* What to produce *
Look below for the line with "Target: white lab coat" and the line with "x=331 y=320"; repeat exactly those two lines and all lines between them, but no pictures.
Top of Extracted entries
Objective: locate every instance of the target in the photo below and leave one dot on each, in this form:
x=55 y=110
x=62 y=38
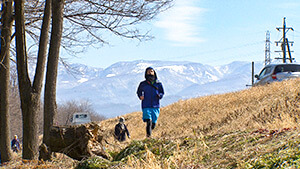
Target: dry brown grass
x=272 y=107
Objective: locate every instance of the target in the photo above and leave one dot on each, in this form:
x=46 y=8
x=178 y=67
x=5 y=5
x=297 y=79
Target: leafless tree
x=86 y=22
x=6 y=29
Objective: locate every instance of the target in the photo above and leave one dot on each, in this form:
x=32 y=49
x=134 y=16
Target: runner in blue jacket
x=150 y=91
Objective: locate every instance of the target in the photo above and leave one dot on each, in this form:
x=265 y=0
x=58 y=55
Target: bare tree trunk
x=4 y=81
x=30 y=98
x=50 y=107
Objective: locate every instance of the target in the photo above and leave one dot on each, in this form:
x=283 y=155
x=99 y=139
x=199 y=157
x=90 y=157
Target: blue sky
x=212 y=32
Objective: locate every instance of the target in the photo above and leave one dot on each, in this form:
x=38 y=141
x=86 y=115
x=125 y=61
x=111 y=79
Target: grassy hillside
x=253 y=128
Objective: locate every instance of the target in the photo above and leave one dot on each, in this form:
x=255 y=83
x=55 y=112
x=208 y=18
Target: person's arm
x=140 y=92
x=160 y=91
x=127 y=131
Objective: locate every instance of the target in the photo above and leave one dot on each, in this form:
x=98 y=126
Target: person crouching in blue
x=150 y=91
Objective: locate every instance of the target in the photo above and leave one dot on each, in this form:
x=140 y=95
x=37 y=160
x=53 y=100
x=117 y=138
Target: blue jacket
x=152 y=93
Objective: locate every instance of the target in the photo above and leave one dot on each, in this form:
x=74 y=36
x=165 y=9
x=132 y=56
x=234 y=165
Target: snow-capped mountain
x=112 y=91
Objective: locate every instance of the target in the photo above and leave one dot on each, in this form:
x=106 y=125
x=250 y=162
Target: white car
x=277 y=72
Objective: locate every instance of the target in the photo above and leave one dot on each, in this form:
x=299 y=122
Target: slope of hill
x=252 y=128
x=112 y=91
x=234 y=129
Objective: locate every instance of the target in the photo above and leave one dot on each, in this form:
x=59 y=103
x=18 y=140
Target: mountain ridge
x=112 y=91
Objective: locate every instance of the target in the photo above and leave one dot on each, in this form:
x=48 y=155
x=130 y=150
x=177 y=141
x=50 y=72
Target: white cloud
x=181 y=23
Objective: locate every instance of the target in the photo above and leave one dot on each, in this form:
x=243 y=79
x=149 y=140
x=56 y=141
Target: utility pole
x=267 y=49
x=284 y=42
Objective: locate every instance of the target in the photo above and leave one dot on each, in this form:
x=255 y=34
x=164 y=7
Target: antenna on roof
x=285 y=47
x=267 y=49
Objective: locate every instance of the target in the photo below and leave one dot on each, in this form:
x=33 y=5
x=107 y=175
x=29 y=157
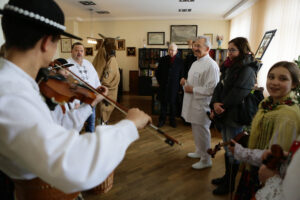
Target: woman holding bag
x=238 y=75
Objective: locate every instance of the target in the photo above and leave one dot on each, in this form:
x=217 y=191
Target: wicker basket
x=105 y=186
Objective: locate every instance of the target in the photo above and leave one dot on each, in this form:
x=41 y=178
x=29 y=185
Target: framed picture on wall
x=130 y=51
x=210 y=37
x=264 y=44
x=180 y=34
x=156 y=38
x=66 y=45
x=89 y=51
x=120 y=44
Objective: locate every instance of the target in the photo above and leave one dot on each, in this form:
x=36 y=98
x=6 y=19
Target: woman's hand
x=188 y=89
x=218 y=108
x=231 y=147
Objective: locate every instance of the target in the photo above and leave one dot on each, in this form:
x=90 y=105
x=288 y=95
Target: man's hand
x=182 y=81
x=264 y=173
x=218 y=108
x=99 y=97
x=138 y=117
x=188 y=89
x=102 y=89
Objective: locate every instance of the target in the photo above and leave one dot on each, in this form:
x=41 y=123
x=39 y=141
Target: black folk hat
x=45 y=13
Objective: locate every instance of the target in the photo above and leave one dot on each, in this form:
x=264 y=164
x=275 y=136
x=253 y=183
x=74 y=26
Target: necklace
x=270 y=105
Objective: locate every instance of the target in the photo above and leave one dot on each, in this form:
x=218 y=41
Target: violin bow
x=169 y=140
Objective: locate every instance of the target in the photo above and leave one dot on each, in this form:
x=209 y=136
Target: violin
x=60 y=90
x=238 y=138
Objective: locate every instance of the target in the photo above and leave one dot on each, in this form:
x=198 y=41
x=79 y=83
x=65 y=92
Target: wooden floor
x=152 y=170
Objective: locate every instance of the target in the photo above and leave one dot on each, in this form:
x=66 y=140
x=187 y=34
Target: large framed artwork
x=180 y=34
x=209 y=36
x=156 y=38
x=264 y=44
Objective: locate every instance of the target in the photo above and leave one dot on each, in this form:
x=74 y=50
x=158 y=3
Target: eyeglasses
x=232 y=50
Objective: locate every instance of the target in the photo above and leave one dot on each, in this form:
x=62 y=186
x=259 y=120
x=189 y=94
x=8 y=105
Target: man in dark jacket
x=168 y=76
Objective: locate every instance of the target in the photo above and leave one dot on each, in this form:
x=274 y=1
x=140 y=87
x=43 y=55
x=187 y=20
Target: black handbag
x=249 y=106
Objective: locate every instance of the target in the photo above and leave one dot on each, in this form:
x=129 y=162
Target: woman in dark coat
x=238 y=77
x=168 y=76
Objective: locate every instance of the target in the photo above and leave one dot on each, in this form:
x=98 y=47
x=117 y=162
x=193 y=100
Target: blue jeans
x=90 y=122
x=229 y=133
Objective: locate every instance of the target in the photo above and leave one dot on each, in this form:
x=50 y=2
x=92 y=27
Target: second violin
x=240 y=138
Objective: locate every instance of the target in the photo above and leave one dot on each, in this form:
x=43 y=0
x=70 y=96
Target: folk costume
x=87 y=73
x=273 y=124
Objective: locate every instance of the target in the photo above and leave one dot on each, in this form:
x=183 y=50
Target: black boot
x=228 y=185
x=218 y=181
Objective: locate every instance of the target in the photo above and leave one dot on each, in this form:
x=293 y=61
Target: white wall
x=2 y=2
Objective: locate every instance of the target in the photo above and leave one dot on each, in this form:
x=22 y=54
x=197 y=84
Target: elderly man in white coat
x=203 y=77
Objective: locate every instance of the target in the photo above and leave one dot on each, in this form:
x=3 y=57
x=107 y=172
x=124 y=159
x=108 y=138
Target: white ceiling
x=153 y=9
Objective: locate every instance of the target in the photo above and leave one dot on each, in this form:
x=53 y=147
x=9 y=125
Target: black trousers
x=168 y=108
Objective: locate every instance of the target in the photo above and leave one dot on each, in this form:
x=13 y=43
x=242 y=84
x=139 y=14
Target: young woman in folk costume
x=238 y=76
x=276 y=122
x=107 y=68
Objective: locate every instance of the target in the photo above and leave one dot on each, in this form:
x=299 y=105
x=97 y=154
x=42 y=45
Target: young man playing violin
x=86 y=71
x=32 y=145
x=71 y=115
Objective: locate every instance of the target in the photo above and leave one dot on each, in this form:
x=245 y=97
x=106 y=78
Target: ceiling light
x=87 y=3
x=103 y=12
x=184 y=10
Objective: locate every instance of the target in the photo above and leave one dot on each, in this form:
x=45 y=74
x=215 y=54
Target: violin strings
x=169 y=140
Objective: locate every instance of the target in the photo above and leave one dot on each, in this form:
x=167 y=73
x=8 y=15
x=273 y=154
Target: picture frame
x=130 y=51
x=89 y=51
x=266 y=40
x=66 y=45
x=210 y=37
x=120 y=45
x=156 y=38
x=180 y=34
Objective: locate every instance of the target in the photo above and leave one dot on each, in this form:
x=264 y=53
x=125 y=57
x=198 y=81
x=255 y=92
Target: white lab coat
x=91 y=76
x=72 y=118
x=33 y=145
x=203 y=76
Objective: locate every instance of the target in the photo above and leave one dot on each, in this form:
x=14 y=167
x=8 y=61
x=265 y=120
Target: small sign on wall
x=130 y=51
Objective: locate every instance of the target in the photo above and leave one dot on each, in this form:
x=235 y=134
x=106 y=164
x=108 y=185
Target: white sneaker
x=202 y=164
x=193 y=155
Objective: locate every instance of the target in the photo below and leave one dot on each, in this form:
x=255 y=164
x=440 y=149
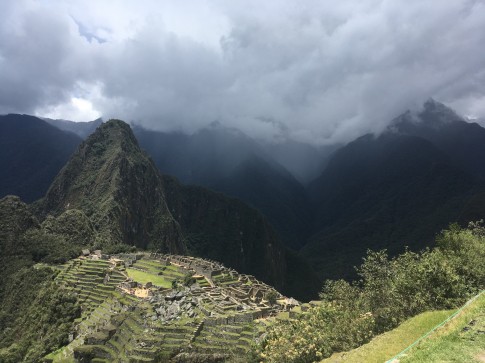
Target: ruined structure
x=144 y=307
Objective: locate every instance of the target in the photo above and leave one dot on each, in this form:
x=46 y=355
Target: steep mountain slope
x=380 y=192
x=228 y=161
x=119 y=189
x=82 y=129
x=272 y=190
x=227 y=230
x=31 y=154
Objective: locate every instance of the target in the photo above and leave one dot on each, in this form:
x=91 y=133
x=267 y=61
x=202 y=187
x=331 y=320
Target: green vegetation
x=388 y=292
x=387 y=345
x=461 y=340
x=144 y=277
x=36 y=317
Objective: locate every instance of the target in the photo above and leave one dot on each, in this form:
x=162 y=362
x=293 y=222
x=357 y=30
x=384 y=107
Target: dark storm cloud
x=319 y=72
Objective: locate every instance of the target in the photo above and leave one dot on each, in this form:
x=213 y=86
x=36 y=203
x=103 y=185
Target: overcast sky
x=318 y=71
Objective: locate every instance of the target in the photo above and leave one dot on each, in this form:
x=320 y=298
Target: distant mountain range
x=379 y=191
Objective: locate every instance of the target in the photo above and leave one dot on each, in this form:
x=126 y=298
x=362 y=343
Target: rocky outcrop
x=117 y=186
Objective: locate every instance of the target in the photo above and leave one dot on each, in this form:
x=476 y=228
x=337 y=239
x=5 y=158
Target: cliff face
x=227 y=230
x=117 y=186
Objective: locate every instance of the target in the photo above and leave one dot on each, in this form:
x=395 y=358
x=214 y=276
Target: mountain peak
x=118 y=187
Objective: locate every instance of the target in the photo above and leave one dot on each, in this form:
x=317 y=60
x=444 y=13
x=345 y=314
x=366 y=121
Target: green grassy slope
x=387 y=345
x=462 y=340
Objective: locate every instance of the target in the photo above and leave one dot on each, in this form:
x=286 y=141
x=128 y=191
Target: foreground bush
x=387 y=292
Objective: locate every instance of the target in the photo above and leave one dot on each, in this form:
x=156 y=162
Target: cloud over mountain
x=319 y=71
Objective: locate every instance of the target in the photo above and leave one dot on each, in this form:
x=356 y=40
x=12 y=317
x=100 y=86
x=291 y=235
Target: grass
x=458 y=341
x=144 y=277
x=387 y=345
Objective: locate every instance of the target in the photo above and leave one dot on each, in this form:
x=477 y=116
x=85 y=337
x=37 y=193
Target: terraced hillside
x=152 y=308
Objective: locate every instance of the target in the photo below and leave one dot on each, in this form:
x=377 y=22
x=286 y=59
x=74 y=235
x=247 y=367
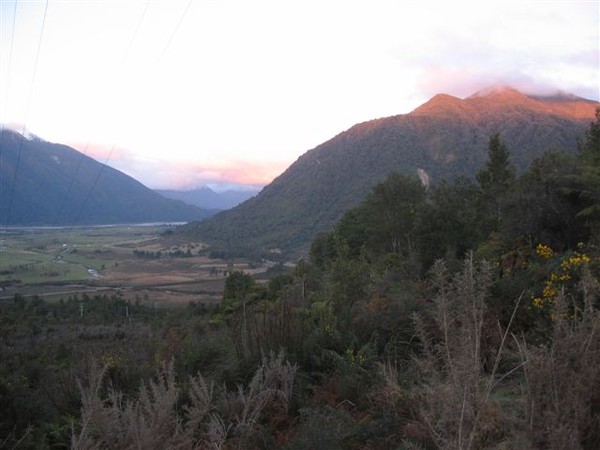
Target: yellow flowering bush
x=544 y=251
x=568 y=271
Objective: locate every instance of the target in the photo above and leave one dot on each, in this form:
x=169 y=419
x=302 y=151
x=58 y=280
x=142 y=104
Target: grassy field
x=136 y=261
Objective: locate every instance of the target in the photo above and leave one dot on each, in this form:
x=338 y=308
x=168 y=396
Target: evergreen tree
x=497 y=177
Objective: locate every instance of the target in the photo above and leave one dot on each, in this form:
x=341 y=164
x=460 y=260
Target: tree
x=497 y=177
x=392 y=210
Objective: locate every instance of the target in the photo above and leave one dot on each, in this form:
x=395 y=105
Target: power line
x=174 y=32
x=37 y=56
x=172 y=36
x=12 y=43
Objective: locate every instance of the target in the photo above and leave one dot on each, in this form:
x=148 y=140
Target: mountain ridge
x=43 y=183
x=206 y=198
x=446 y=137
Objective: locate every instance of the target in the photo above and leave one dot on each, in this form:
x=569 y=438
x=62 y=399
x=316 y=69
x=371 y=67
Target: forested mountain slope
x=446 y=137
x=57 y=185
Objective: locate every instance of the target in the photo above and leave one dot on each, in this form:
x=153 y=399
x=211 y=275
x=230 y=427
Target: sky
x=228 y=93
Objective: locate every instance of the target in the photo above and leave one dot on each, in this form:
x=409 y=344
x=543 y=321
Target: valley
x=140 y=262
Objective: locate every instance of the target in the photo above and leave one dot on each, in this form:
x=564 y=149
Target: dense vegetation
x=463 y=315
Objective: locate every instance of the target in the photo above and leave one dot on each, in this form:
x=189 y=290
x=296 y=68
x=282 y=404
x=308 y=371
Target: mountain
x=443 y=138
x=206 y=198
x=57 y=185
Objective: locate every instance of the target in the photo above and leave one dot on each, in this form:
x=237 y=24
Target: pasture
x=142 y=263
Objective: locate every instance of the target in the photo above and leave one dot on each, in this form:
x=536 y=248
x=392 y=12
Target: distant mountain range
x=206 y=198
x=443 y=138
x=51 y=184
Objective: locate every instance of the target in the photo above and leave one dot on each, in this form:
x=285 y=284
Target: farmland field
x=141 y=262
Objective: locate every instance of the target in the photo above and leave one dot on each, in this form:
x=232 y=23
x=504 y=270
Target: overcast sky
x=181 y=93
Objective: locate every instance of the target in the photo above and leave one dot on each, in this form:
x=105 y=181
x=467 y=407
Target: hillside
x=446 y=137
x=57 y=185
x=206 y=198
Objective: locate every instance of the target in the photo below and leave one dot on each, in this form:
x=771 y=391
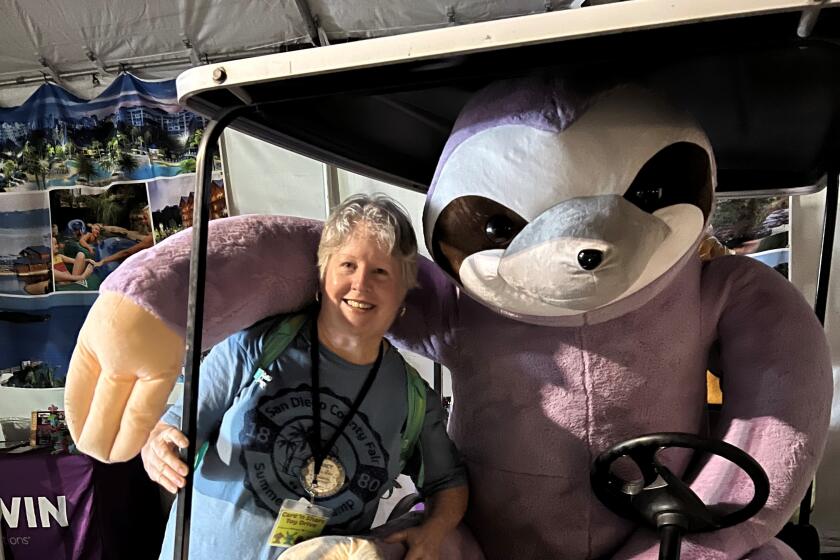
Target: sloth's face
x=548 y=258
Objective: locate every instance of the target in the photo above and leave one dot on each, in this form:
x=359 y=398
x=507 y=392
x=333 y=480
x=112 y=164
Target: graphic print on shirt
x=275 y=446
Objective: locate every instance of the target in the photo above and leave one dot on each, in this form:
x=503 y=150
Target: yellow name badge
x=298 y=521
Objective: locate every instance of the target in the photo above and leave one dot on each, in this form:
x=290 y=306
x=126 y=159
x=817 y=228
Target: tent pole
x=195 y=315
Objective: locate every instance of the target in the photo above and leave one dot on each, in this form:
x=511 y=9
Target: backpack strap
x=416 y=414
x=277 y=339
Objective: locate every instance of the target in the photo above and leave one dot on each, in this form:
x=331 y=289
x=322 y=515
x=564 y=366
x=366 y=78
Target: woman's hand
x=423 y=541
x=160 y=457
x=444 y=510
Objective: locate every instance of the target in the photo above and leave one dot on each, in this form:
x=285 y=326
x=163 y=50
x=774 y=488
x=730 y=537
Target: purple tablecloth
x=71 y=507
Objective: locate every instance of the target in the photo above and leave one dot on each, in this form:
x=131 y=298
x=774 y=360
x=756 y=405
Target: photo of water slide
x=94 y=231
x=24 y=243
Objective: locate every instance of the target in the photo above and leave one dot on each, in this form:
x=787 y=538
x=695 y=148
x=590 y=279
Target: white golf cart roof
x=762 y=76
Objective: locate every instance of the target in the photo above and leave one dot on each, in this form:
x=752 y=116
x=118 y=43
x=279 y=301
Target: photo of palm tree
x=135 y=130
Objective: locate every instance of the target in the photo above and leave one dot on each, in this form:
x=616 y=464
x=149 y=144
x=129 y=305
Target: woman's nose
x=361 y=280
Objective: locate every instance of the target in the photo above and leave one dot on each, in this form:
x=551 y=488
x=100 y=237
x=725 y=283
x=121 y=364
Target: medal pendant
x=330 y=479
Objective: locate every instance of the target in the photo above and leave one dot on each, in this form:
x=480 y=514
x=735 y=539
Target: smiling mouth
x=360 y=305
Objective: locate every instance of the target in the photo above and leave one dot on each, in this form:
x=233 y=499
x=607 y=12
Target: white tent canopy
x=158 y=39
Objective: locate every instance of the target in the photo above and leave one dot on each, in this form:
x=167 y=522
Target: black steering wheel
x=661 y=499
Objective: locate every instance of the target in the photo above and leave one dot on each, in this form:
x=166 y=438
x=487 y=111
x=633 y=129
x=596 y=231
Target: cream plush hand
x=123 y=369
x=131 y=347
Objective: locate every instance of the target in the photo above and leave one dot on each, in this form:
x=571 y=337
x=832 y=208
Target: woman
x=335 y=398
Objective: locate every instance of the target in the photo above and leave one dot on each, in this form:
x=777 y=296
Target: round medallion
x=330 y=480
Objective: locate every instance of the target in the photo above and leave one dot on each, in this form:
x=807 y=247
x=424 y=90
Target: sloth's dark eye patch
x=677 y=174
x=470 y=224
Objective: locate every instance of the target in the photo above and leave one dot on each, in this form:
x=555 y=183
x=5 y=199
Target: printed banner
x=83 y=186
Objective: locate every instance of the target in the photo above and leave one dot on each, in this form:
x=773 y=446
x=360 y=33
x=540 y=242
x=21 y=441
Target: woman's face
x=363 y=286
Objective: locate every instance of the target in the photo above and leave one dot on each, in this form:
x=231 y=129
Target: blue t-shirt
x=259 y=438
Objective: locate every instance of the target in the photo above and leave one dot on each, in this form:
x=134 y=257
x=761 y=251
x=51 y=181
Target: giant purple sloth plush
x=567 y=299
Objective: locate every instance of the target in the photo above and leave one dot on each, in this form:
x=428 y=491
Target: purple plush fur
x=534 y=405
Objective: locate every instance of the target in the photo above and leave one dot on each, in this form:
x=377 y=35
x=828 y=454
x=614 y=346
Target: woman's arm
x=444 y=511
x=444 y=486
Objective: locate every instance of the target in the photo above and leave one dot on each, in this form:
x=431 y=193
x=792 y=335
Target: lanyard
x=319 y=452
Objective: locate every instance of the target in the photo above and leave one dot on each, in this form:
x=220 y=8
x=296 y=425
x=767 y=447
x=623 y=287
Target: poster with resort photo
x=24 y=242
x=134 y=130
x=172 y=202
x=94 y=230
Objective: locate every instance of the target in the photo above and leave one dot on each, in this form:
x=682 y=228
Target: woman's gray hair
x=384 y=219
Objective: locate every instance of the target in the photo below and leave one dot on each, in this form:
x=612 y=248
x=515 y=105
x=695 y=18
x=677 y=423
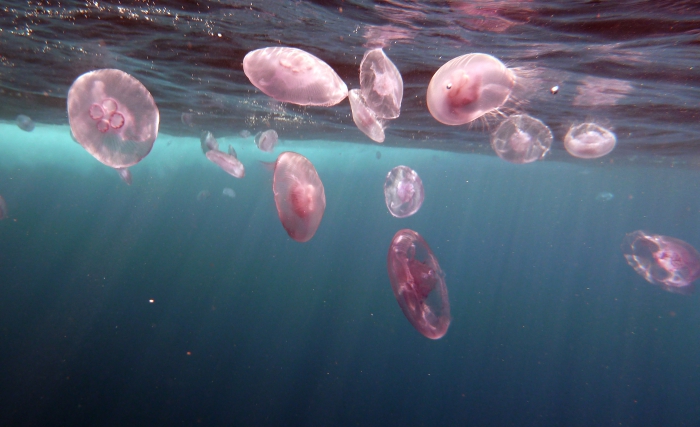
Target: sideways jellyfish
x=208 y=142
x=364 y=117
x=665 y=261
x=381 y=84
x=230 y=164
x=418 y=284
x=124 y=174
x=266 y=141
x=403 y=191
x=468 y=87
x=521 y=139
x=299 y=195
x=3 y=209
x=25 y=123
x=589 y=141
x=113 y=116
x=292 y=75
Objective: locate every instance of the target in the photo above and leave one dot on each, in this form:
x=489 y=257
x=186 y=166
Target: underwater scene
x=349 y=213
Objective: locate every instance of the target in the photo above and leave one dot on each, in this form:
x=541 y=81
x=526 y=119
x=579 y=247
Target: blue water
x=146 y=305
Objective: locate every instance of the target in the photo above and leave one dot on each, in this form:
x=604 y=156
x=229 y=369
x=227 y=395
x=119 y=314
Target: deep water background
x=550 y=326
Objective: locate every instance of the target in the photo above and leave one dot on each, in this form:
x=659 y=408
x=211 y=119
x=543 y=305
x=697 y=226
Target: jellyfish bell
x=293 y=75
x=299 y=195
x=364 y=117
x=589 y=141
x=467 y=87
x=418 y=284
x=403 y=191
x=667 y=262
x=521 y=139
x=381 y=84
x=266 y=141
x=113 y=116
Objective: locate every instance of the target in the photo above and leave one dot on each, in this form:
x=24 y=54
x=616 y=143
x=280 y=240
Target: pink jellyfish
x=299 y=195
x=418 y=284
x=665 y=261
x=292 y=75
x=403 y=191
x=113 y=116
x=468 y=87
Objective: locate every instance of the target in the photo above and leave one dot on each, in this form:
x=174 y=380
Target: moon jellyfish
x=468 y=87
x=3 y=209
x=403 y=191
x=124 y=174
x=589 y=141
x=25 y=123
x=521 y=139
x=364 y=117
x=266 y=141
x=299 y=195
x=418 y=284
x=665 y=261
x=292 y=75
x=381 y=84
x=230 y=164
x=113 y=116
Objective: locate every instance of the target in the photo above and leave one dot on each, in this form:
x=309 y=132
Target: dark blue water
x=142 y=305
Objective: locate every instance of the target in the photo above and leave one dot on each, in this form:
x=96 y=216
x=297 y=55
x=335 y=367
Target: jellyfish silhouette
x=266 y=141
x=25 y=123
x=670 y=263
x=467 y=87
x=418 y=284
x=364 y=117
x=113 y=116
x=403 y=191
x=292 y=75
x=299 y=195
x=521 y=139
x=381 y=84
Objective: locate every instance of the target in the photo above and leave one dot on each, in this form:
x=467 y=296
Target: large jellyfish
x=113 y=116
x=364 y=117
x=521 y=139
x=403 y=191
x=468 y=87
x=381 y=84
x=665 y=261
x=299 y=195
x=589 y=141
x=292 y=75
x=418 y=284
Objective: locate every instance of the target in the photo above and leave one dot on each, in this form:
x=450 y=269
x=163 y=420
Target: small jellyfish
x=292 y=75
x=403 y=191
x=113 y=116
x=203 y=195
x=266 y=141
x=381 y=84
x=418 y=284
x=521 y=139
x=665 y=261
x=25 y=123
x=299 y=195
x=364 y=117
x=230 y=164
x=124 y=174
x=3 y=209
x=228 y=192
x=589 y=141
x=468 y=87
x=208 y=142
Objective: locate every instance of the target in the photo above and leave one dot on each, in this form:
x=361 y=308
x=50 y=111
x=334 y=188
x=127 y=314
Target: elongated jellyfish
x=418 y=284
Bottom of Extracted entries
* Answer to this problem *
Target: white lab coat
x=91 y=76
x=72 y=118
x=33 y=145
x=203 y=76
Objective: locate every instance of the target in the photo above and leave one dot on each, in this form:
x=14 y=167
x=8 y=61
x=265 y=120
Target: small sign on wall
x=130 y=51
Objective: locate every instance of the target in the photo above and leave one dot on each, in this form:
x=235 y=134
x=106 y=164
x=108 y=185
Target: white sneaker
x=202 y=164
x=193 y=155
Objective: locate every instance of the target in the photo below and leave one dot on each, in this form:
x=255 y=164
x=440 y=149
Target: ruined structure
x=144 y=307
Objective: locate every instance of the target in the photo above and leave one dot on each, in this form:
x=46 y=355
Target: steep mountain slope
x=380 y=192
x=228 y=161
x=119 y=189
x=82 y=129
x=272 y=190
x=227 y=230
x=31 y=154
Objective: locate every instance of the target in the photo above and leave one dot on each, in this form:
x=91 y=133
x=267 y=61
x=202 y=187
x=331 y=320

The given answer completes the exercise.